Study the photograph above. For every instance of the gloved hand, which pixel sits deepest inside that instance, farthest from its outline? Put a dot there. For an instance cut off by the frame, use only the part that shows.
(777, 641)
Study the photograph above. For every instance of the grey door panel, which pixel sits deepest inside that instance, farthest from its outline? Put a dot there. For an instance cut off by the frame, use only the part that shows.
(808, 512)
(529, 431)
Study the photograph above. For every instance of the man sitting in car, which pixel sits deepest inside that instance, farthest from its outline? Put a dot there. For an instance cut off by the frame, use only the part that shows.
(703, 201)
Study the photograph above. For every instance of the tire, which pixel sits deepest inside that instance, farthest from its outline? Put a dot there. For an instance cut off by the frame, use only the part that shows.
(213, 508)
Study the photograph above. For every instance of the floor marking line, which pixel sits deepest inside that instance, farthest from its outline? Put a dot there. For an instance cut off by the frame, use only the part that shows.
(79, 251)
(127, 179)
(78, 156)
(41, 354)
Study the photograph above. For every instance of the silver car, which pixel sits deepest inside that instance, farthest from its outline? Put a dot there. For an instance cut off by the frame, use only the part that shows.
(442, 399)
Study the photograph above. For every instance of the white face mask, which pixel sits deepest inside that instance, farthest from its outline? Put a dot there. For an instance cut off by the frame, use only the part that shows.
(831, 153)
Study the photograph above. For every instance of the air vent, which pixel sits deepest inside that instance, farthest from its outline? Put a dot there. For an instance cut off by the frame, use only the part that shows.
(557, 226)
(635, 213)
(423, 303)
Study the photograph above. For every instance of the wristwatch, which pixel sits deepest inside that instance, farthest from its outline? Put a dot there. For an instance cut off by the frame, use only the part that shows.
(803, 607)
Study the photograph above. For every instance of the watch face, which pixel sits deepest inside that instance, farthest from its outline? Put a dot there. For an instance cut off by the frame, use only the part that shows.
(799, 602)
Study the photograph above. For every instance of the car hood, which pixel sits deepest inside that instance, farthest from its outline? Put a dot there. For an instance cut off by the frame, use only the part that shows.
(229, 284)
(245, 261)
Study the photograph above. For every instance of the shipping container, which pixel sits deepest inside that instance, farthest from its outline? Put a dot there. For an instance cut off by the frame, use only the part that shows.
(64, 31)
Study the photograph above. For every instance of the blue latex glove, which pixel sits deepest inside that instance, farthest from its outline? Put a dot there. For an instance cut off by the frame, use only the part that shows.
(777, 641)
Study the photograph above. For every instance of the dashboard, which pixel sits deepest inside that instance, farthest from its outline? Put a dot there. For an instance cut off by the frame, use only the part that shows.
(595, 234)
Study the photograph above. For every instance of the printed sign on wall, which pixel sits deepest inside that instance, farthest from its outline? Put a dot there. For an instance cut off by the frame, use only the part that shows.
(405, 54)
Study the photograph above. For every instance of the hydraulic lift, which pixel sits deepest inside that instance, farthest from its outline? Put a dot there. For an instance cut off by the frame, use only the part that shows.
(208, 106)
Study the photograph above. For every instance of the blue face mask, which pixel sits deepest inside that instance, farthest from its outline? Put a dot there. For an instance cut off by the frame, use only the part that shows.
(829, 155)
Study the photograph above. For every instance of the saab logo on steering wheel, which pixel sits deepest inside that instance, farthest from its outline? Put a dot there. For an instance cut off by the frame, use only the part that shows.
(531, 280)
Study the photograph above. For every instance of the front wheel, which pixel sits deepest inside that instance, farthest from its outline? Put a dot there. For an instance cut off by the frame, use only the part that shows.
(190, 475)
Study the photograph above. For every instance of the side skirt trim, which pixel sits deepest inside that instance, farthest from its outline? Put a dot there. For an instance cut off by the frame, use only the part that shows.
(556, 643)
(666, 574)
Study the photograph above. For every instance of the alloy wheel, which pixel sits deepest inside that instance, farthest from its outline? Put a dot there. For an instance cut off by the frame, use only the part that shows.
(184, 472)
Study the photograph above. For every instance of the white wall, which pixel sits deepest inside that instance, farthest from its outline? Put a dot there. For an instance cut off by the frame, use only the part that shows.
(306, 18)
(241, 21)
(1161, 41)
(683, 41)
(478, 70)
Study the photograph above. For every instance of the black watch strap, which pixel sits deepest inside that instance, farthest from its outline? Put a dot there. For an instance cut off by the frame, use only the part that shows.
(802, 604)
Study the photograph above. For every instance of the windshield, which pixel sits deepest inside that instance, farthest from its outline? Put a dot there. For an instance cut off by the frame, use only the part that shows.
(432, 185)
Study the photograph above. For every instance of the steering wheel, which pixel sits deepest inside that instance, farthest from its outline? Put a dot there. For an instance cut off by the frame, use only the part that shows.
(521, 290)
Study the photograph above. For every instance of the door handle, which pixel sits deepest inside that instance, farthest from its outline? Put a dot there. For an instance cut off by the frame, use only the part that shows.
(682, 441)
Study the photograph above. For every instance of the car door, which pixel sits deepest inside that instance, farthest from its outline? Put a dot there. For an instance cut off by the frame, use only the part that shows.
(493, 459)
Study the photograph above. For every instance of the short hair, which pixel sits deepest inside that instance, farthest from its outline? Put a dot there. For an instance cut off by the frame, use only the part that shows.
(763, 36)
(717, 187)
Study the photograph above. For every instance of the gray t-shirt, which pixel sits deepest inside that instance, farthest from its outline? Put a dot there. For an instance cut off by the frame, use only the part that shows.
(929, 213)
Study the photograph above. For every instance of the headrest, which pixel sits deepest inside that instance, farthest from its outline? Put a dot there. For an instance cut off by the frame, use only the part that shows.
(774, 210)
::::
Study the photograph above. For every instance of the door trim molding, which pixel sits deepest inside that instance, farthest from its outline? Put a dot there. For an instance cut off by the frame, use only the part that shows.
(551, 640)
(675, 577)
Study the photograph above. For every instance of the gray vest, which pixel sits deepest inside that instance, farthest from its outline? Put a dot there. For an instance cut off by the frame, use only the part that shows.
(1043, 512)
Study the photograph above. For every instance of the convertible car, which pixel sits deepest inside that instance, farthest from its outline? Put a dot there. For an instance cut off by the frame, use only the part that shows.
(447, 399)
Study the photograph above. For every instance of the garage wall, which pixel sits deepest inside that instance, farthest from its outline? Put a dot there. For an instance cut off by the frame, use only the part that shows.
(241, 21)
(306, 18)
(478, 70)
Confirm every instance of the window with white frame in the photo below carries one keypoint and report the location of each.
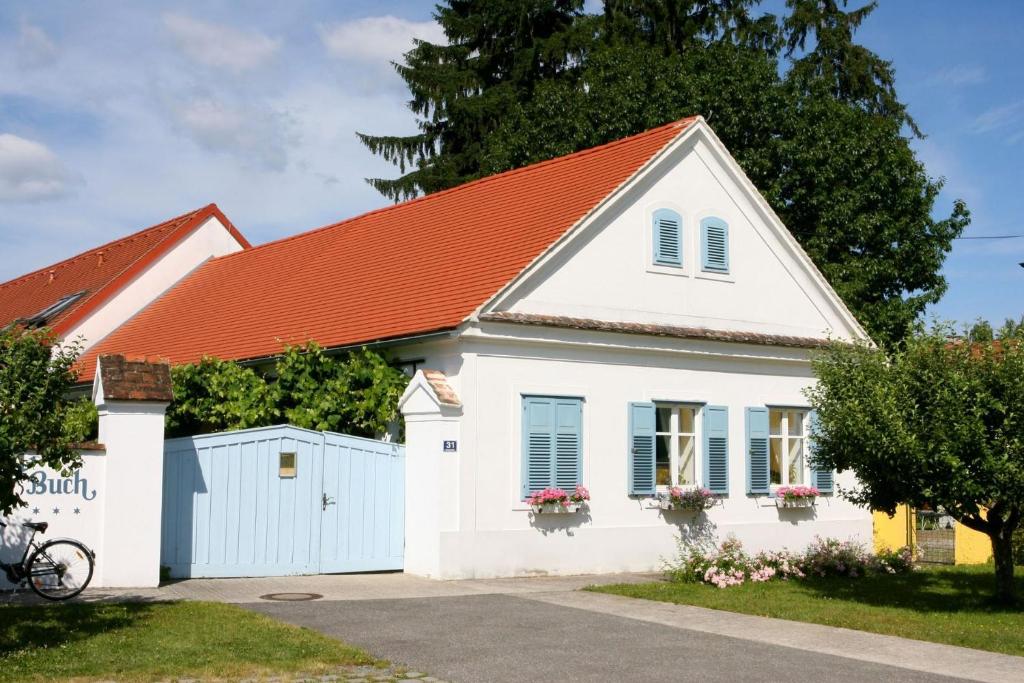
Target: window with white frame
::::
WHAT THE TASK ASKS | Rewrite everything in the material above from the line containing "Study the photograph above. For every instance of the garage" down to the line containing "Target: window with white frame", replacing "instance" with "occurrence" and changing nothing else. Leave the pictures out of your answer.

COMPLETED TASK |
Study the photograph above. For every occurrence of the garage wall, which pixel sits deepest inside that occurrence, farthest from its outline? Put a dot there. For an occurrence cut off by the frame, use only the part that shows.
(241, 21)
(306, 18)
(478, 70)
Confirm every occurrence of the window with white frame in the photo below carries one keypoint and report the location of each.
Target: window with white frame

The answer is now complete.